▶ [Vorliegender Text]
Vereinfacht gesprochen müssen sich mehrere Personen, die mit dem Verrichten derselben Aufgabe beauftragt sind, abwechseln, sodass jede einzelne Person die meiste Zeit untätig ist und somit seine Arbeitskraft nicht genutzt wird. Eine bessere Strategie wäre in diesem Beispiel das optimale Einbinden der einzelnen Personen in die Bewältigung entsprechend spezifischer Teilaufgaben. Natürlich darf diese Spezifizierung nicht den Punkt erreichen, an dem das Fehlen einer oder mehrerer Personen nicht mehr durch die Kompetenz der anderen kompensiert werden kann. Um effektivere Mechanismen der Robustheit für die Entwicklung artifizieller Systeme nutzen zu können, ist ein besseres Verständnis der Prinzipien dieser Art funktioneller Differenzierung notwendig. Das Zusammenspiel funktioneller Redundanz und funktioneller Differenzierung, das sich in modularer Strukturierung des Systems manifestiert, ist nicht nur im Kontext von Robustheit diskutiert worden. Die Kognitionswissenschaftler Giulio Tononi, Olaf Sporns und Gerald M. Edelman haben 1994 ein Komplexitätsmaß (TSE-Komplexität) vorgeschlagen, mit dem Integration und Segregation von Information im Gehirn quantifiziert werden soll. Obwohl diese Größe – im Gegensatz zu unserem Robustheitsmaß – die zeitlichen Aspekte der Systemdynamik nicht erfasst und ausschließlich räumliche Korrelationen berücksichtigt, bestehen sowohl konzeptionelle als auch formale Bezüge zu unserer Theorie. Es ist uns gelungen nachzuweisen, dass die (zeitliche) Robustheit in einem System nicht größer sein kann als die rein räumliche TSE-Komplexität. In diesem Sinne ist jedes robuste System auch komplex, generiert also räumliche Muster, die hohe Korrelationen aufweisen.

Das Verständnis von Prozessen funktioneller Differenzierung ist auch zentral im größeren Kontext einer auf dem Konstruktivismus basierenden Systemtheorie, die von Wissenschaftlern des MPI MIS entwickelt wird. In dieser Gruppe werden Resultate des MPI MIS zu Synchronisationsphänomenen und der in Zusammenarbeit mit dem Santa Fe Institut entwickelte Formalismus zur Quantifizierung von Robustheit vereinheitlichend diskutiert. Wir erhoffen uns, durch diese Integration von Wissen Adaptationsprozesse besser zu verstehen, um diese bei der Entwicklung artifizieller Systeme für die Generierung von Robustheit nutzen zu können.

Zeilen zur Ortsbeschriftung
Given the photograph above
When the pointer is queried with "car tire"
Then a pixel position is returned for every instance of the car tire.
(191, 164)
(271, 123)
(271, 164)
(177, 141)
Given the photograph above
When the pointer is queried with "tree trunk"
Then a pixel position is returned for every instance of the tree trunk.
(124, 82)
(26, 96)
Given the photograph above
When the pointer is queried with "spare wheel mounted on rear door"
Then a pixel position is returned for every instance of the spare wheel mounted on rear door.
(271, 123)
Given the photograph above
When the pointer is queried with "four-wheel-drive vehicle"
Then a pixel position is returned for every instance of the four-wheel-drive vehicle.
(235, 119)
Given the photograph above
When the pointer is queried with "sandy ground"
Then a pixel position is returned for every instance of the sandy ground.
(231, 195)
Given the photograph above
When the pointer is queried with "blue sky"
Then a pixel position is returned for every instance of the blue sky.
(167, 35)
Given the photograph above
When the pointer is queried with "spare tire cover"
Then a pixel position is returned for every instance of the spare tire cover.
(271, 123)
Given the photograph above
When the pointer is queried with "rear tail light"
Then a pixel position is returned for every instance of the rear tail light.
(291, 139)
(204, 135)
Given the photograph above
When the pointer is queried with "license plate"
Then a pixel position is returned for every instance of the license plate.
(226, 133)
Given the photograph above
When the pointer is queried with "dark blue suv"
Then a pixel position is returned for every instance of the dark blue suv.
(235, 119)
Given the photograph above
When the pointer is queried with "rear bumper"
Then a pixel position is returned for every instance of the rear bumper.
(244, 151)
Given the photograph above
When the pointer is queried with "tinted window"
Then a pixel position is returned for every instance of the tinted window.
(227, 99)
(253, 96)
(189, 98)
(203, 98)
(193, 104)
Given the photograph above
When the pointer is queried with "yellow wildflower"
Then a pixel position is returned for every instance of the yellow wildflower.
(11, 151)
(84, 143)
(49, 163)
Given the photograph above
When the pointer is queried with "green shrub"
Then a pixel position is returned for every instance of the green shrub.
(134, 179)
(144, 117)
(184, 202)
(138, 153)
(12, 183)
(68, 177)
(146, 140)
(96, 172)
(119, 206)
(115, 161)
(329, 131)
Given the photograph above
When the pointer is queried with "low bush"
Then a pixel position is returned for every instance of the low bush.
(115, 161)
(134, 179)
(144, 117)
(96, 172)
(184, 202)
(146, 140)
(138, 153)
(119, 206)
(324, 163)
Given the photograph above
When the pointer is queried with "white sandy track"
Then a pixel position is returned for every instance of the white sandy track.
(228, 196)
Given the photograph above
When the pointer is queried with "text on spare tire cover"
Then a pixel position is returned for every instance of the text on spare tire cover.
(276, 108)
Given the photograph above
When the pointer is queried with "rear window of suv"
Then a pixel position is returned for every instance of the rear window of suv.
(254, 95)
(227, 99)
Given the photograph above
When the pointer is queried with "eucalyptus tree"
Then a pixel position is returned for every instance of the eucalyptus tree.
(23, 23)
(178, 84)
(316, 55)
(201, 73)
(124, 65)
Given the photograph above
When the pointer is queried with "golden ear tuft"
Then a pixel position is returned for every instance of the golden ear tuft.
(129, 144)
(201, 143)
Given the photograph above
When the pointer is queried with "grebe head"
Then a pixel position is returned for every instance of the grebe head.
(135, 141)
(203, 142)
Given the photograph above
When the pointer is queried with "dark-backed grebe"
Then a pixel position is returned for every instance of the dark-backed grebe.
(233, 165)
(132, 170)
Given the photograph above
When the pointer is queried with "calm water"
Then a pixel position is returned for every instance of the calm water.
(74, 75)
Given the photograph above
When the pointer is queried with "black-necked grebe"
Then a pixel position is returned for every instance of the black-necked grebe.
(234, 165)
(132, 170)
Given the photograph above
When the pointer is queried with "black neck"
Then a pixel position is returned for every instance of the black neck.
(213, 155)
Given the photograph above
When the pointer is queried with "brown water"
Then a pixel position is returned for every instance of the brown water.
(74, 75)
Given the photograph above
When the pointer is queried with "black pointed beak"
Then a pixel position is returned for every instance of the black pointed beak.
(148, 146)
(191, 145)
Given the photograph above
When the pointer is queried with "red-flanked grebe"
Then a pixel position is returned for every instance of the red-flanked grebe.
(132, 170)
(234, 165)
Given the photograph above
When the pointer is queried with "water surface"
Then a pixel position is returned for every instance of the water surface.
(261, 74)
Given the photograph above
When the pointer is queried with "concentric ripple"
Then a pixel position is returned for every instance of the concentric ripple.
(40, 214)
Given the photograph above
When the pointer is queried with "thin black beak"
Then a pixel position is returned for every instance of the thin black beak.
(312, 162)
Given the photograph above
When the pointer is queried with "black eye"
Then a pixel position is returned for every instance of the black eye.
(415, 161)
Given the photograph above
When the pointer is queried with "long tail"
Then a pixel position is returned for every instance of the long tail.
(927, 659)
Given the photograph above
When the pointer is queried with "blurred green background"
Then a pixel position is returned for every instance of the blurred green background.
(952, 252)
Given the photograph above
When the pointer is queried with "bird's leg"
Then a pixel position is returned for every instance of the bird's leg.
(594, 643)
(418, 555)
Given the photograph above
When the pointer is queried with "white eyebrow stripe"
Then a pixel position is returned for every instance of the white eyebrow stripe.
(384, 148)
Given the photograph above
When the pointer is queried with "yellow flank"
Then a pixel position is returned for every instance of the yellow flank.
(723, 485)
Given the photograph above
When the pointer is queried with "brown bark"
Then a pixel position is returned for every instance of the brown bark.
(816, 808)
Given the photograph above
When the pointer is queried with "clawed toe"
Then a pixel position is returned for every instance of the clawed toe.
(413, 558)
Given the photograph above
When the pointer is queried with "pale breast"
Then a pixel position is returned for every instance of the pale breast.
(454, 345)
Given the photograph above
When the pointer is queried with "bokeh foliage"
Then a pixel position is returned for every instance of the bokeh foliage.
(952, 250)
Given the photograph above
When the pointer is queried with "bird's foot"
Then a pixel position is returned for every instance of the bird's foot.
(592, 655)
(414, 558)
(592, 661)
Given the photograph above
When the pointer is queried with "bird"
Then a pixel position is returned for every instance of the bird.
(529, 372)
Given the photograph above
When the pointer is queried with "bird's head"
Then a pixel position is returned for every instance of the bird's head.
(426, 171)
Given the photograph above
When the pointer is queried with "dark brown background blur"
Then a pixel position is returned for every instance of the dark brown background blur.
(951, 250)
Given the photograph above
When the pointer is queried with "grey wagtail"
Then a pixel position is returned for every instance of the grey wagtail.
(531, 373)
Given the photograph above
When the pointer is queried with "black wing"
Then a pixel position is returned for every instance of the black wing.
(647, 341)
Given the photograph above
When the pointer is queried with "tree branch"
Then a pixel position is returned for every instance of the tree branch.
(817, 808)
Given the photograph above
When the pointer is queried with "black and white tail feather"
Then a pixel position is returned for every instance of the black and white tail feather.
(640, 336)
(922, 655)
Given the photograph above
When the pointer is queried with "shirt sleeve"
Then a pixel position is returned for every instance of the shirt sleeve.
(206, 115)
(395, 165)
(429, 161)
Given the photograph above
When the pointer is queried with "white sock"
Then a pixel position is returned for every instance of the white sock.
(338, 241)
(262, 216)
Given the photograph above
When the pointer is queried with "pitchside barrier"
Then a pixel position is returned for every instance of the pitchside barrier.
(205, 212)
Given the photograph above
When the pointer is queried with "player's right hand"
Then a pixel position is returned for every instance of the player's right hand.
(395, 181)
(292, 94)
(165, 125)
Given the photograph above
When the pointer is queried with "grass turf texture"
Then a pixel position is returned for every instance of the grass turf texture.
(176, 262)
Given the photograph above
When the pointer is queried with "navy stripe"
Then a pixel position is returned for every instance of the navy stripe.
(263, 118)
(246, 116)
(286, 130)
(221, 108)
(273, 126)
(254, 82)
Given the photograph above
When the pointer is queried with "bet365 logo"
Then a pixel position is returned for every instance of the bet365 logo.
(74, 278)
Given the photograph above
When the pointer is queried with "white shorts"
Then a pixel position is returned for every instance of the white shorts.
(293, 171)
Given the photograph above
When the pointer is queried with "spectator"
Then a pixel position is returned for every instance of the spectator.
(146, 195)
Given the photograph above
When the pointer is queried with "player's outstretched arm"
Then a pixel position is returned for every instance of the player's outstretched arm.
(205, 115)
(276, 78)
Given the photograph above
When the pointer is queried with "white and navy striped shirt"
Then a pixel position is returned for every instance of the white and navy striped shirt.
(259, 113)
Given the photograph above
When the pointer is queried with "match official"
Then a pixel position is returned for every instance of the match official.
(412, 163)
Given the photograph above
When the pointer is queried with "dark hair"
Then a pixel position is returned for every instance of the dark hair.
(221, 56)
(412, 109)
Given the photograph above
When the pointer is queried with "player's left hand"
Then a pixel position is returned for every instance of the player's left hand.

▶ [Schriftlicher Auftrag 1] Schreiben Sie aus dem vorliegenden Text den Abschnitt von „Das Verständnis von“ bis einschließlich „nutzen zu können.“ wortgetreu ab.
▶ [Schriftlicher Auftrag 2] Erklären Sie mithilfe des vorliegenden Textes, warum jedes robuste System auch komplex ist.
▶ [Schriftlicher Auftrag 3] Was erfasst die TSE-Komplexität laut dem vorliegenden Text im Gegensatz zum Robustheitsmaß nicht?
Die Zeilen spielen hierfür keine Rolle.

▶ [Vollständige Antwort 1]
Das Verständnis von Prozessen funktioneller Differenzierung ist auch zentral im größeren Kontext einer auf dem Konstruktivismus basierenden Systemtheorie, die von Wissenschaftlern des MPI MIS entwickelt wird. In dieser Gruppe werden Resultate des MPI MIS zu Synchronisationsphänomenen und der in Zusammenarbeit mit dem Santa Fe Institut entwickelte Formalismus zur Quantifizierung von Robustheit vereinheitlichend diskutiert. Wir erhoffen uns, durch diese Integration von Wissen Adaptationsprozesse besser zu verstehen, um diese bei der Entwicklung artifizieller Systeme für die Generierung von Robustheit nutzen zu können.

▶ [Vollständige Antwort 2] Es wurde nachgewiesen, dass die zeitliche Robustheit eines Systems nicht größer sein kann als seine rein räumliche TSE-Komplexität. Deshalb ist jedes robuste System auch komplex und erzeugt räumliche Muster mit hohen Korrelationen.

▶ [Vollständige Antwort 3] Sie erfasst die zeitlichen Aspekte der Systemdynamik nicht.